#### Trecho citado

É por isso que me incomoda a ideia que defende que a nossa liberdade começa onde termina a do outro. Porque uma ideia como essa pressupõe que o outro será sempre um obstáculo ou um constrangimento à nossa liberdade. O que, levado ao limite, nos permitiria supor que seríamos tanto mais felizes quanto mais sozinhos acabássemos por estar. O que talvez não seja lisongeante para a inteligência. Nem para a liberdade. Porque isso faria supor que seríamos tanto mais livres quanto mais pudéssemos fazer tudo(!) aquilo que quiséssemos. Sem restrições e sem se pensar, sequer, sobre isso. Como se a liberdade fosse agir mais do que pensar.
E, no entanto, considerando a educação, a fórmula “menos regras, mais liberdade” é um equívoco enorme que se tem vindo a alimentar. Como se as regras fossem uma opressão. O que pressupõe que as regras — que são, simplesmente, o senso comum do bom senso — seriam um constrangimento à liberdade e não tanto o seu garante. Indo-se por aqui, talvez se perceba melhor porque é os jovens mais escolarizados que a Humanidade já produziu, que têm os adultos mais perscrutantes em relação ao sentido da autoridade que podem ter sobre eles, se têm vindo a desencontrar da liberdade. E da humanidade. A ponto de mais escolaridade não representar, por isso mesmo, mais liberdade. Se a autoridade dos pais for, simultaneamente, sabedoria, bom senso, sentido de justiça e bondade não se entende de que forma autoridade e liberdade não podem conviver uma com a outra.

########

— Tarefa proposta 1 —
Segundo o trecho citado, que fórmula usada na educação é considerada um equívoco enorme?
O trecho citado não tem nenhuma relação com os registros.

#### Dados da tarefa

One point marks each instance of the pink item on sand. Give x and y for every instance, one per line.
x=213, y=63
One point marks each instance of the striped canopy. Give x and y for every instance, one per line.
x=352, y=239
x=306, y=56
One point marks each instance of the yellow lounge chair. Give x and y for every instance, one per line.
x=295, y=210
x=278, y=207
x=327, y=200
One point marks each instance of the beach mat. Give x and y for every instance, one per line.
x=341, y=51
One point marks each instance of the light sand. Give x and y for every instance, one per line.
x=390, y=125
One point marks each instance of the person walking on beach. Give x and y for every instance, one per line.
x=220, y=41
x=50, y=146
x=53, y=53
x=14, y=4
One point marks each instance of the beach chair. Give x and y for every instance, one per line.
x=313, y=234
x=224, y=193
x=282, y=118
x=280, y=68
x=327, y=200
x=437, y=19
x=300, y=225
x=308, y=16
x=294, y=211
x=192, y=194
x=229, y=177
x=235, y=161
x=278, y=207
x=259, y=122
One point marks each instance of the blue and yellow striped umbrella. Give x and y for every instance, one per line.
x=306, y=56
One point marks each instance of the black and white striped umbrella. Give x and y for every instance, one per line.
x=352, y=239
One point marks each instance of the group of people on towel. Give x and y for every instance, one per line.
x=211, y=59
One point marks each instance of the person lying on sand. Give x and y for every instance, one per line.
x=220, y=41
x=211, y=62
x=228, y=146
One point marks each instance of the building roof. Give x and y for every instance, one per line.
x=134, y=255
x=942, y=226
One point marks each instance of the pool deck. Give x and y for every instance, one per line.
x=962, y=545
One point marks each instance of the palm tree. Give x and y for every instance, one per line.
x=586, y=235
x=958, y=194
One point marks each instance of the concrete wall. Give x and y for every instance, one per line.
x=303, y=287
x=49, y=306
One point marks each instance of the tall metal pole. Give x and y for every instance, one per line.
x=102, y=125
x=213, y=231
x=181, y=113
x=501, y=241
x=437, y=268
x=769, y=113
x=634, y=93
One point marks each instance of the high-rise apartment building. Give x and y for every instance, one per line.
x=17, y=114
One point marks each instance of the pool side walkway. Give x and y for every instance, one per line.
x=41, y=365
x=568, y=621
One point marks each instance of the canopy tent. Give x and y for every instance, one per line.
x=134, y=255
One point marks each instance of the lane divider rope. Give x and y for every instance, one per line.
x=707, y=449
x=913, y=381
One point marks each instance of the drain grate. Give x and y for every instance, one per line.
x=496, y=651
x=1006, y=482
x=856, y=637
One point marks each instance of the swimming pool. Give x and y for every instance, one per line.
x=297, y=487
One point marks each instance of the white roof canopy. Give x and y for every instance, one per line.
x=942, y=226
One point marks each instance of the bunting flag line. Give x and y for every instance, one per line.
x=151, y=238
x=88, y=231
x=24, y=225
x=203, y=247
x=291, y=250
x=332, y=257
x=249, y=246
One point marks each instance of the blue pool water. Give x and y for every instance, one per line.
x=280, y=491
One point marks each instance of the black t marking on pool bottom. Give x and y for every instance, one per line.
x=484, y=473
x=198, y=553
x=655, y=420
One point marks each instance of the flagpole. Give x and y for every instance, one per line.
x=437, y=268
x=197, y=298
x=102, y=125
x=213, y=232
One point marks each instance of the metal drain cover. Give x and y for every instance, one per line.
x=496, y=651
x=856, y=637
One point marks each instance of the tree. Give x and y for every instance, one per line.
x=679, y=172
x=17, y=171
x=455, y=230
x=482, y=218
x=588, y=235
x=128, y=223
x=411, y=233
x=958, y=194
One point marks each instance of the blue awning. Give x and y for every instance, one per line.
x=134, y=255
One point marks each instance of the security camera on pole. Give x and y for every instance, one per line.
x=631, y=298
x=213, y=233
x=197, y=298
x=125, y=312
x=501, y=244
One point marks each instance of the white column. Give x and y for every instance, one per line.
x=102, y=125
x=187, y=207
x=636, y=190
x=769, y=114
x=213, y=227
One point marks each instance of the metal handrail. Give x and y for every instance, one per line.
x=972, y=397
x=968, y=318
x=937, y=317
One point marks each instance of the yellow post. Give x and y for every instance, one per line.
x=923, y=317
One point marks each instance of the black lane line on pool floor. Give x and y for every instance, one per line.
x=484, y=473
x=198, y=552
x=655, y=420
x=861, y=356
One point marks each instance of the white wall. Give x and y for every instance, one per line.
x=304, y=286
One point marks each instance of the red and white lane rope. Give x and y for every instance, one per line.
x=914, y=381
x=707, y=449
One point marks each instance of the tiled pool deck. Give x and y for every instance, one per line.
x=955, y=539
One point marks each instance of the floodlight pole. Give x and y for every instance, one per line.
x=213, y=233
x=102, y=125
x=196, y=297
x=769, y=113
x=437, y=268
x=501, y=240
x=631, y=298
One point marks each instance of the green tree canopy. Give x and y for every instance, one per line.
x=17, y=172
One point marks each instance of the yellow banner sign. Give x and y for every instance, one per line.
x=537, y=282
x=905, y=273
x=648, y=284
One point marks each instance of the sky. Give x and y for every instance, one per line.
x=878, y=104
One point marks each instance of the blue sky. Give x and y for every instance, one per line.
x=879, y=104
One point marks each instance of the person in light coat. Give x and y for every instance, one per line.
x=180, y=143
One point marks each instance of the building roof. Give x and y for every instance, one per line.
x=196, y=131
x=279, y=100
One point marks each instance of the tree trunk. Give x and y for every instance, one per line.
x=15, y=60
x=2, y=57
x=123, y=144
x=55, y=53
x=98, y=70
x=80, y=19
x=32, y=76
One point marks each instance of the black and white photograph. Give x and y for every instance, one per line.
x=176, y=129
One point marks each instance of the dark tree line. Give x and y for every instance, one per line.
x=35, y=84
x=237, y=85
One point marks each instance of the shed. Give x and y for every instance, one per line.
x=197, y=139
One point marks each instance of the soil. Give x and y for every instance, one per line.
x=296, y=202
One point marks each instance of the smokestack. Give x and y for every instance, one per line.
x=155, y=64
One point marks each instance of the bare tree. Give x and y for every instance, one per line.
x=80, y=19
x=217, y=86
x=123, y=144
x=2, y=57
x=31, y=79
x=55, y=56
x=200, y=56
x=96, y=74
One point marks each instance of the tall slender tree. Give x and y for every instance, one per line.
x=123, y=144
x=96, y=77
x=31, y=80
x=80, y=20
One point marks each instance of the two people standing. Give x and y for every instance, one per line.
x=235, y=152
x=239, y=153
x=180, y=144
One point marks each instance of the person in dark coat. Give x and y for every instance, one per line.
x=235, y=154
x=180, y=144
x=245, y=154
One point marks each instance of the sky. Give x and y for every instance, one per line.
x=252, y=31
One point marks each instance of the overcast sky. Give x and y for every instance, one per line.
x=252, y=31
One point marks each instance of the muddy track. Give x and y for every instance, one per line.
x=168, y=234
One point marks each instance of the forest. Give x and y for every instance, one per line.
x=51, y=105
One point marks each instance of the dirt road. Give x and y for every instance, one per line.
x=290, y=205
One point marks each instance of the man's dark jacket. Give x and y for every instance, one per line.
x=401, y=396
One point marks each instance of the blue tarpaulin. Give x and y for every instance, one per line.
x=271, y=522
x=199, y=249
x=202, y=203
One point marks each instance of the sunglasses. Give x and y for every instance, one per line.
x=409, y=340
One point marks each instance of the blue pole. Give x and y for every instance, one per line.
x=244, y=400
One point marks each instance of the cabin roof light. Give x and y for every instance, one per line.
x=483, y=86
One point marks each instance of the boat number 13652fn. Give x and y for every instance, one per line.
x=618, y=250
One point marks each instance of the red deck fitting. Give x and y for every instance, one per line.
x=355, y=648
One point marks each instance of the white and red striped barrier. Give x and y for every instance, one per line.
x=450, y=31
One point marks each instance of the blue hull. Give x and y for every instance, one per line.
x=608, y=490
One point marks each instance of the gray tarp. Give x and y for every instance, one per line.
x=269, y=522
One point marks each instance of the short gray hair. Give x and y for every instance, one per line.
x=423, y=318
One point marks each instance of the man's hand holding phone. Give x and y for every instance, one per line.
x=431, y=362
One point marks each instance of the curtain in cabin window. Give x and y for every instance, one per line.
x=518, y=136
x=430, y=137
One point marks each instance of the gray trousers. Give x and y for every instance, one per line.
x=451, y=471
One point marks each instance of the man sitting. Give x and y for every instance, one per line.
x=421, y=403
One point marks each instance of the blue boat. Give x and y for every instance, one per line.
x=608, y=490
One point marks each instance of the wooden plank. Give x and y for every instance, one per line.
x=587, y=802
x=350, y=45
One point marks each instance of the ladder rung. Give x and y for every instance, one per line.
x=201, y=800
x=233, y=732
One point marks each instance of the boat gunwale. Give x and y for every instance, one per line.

########

— Tarefa proposta 2 —
Nos registros, substitua "forest" por "woodland" nas linhas que começam na que contém "One point marks each instance of the muddy" e seguem até a que contém "x=51, y=105", ambas incluídas. Reescreva apenas essas linhas, sem mudar mais nada.

— Resposta do exercício 1 —
A fórmula “menos regras, mais liberdade”.

— Resposta do exercício 2 —
One point marks each instance of the muddy track. Give x and y for every instance, one per line.
x=168, y=234
One point marks each instance of the woodland. Give x and y for every instance, one per line.
x=51, y=105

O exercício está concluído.